--- MATERIAL FOR THIS TASK ---
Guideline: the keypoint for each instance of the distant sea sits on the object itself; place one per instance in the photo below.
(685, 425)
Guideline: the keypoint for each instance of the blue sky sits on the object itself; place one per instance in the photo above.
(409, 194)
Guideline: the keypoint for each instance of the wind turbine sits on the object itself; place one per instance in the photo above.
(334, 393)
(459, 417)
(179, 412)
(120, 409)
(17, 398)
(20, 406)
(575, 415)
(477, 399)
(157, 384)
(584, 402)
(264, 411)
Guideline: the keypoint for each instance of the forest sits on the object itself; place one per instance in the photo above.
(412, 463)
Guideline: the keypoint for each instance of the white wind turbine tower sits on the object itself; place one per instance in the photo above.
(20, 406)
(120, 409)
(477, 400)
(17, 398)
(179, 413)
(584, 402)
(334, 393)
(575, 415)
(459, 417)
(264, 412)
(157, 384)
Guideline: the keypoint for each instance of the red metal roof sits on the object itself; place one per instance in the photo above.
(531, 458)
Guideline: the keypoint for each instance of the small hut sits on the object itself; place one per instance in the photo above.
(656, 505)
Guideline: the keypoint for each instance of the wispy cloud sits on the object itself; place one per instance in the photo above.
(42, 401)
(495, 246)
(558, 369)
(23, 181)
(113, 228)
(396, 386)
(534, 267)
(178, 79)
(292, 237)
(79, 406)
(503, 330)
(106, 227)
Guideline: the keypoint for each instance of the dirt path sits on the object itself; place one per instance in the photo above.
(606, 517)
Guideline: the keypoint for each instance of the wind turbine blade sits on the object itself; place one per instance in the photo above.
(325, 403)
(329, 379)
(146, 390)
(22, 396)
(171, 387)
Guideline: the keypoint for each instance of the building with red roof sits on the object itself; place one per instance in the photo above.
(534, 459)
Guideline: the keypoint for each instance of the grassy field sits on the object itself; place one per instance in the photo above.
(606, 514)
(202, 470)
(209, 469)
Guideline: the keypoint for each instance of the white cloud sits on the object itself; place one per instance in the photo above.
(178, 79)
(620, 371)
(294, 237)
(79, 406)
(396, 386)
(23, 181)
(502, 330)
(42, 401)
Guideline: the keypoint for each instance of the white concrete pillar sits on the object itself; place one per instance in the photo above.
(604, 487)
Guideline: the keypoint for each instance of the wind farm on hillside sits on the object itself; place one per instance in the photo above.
---
BRIEF:
Repeat, word for word, every line from the line that contains "wind turbine blade" to the end of the entries; include both of those lines and no others.

THE SOLUTION:
Guideline: the keypoint for each instance of the wind turbine blade sits on the object itself; place one per instance in the photo above.
(325, 403)
(329, 379)
(146, 390)
(22, 396)
(171, 387)
Guideline: the keypoint for each instance of the building with red roof sits on the object itself; place one per instance in the photo above.
(534, 459)
Guideline: the keypoint for each instance of the grassy field sits on the object itself; place one per instance in the photo above.
(606, 514)
(202, 470)
(209, 469)
Guideline: the keypoint for each instance of the white cloud sits on the object itself; place one per instance in the photo above.
(178, 79)
(620, 371)
(294, 237)
(79, 406)
(396, 386)
(23, 181)
(502, 330)
(42, 401)
Guideline: the keypoint for each instance of the white concrete pillar sits on the object itself; place one per instance in the photo above.
(604, 487)
Guideline: the keypoint for each instance of the wind farm on hillside sits on the object itself; place one per instance in the photo above.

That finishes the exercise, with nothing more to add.